> [ESERCIZIO ASSEGNATO 1]
Secondo l'intervista allo scalpellino, qual è la specialità di Johann Jacob?
> [ESERCIZIO ASSEGNATO 2]
Riprendi l'intervista allo scalpellino e proseguila oltre l'ultima frase riportata.

> [BRANO PROPOSTO]
.....

Lo scalpellino Johann Jacob

Lavora la pietra per creare fontane, la sua specialità, ma anche sculture, incisioni, oggetti cimiteriali e pezzi d’arredo: è il mestiere di montagna dello scalpellino Johann Jacob, intervistato dai ragazzi della 1a B delle scuole medie dell’Istituto Sacro Cuore di Trento.

Jacob, in che cosa consiste il suo lavoro?

Semplicemente nel prendere delle pietre e lavorarle per creare delle opere di vario tipo: principalmente fontane, e poi lavori cimiteriali, sculture, targhe commemorative, incisioni, tavoli, caminetti… spazio alla fantasia. Anche i lavori di rifinitura – quindi restauro e riparazioni – di vecchi oggetti ed elementi architettonici sono una buona fetta del mio lavoro.

Che tipo di pietra lavora di solito?

Tendenzialmente cerco di utilizzare quelle che si trovano nella nostra regione: il calcare rosso, il granito della Val di Genova o quello della Val d’Isarco, il porfido e l’arenaria, usata principalmente per i lavori di restauro. Ho fatto qualche piccolo esperimento anche su pietre esotiche, che arrivavano da lontano, ma non fanno parte della produzione normale.

.....

> [DATI FORNITI]
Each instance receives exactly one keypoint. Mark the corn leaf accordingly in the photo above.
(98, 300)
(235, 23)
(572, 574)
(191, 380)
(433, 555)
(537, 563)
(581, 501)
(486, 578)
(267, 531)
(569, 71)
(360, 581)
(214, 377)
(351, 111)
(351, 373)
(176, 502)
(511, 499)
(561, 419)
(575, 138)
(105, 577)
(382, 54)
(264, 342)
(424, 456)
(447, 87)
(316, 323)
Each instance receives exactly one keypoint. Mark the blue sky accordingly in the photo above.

.....

> [RISPOSTA ALL'ESERCIZIO 1]
Le fontane.

> [RISPOSTA ALL'ESERCIZIO 2]
Che strumenti utilizza per realizzare le sue opere?

Quelli che usavano gli scalpellini di cento anni fa: il mazzuolo, cioè il martello, e lo scalpello, o la punta. Oggi ci sono anche i martelli pneumatici, che sono più veloci, ma la funzione è sempre la stessa e lo scalpello viene ancora guidato a mano. Il primo strumento comunque restano sempre le mani: non manca, ogni tanto, qualche colpo fuori misura.

La tecnologia, quindi, non ha aiutato il vostro lavoro?

Ci sono state grandissime innovazioni, specialmente nel campo della lavorazione industriale di serie: macchinari sempre più grossi e, con l’avvento dei dischi diamantati, più efficienti. Però il lavoro dello scalpellino ha mantenuto ancora molto dell’antica tradizione. Anch’io uso strumenti – come la molla a disco – che velocizzano il lavoro ma lo scalpello rimane ancora al primo posto.

Qual è la scultura più richiesta?

Per fortuna non esiste: così ho la possibilità di inventarmi e realizzare sempre cose nuove. Nel mio essere artigiano c’è molto anche dell’artista.

Lavora insieme ad altre persone?

Lavoro da solo, nella mia ditta, ma collaboro con altre aziende, prima tra tutte quella dei miei zii che hanno un grosso laboratorio ad Egna: io rifinisco i loro manufatti e in cambio posso creare lì anche i miei lavori. Mantengo un rapporto di collaborazione anche con altre aziende.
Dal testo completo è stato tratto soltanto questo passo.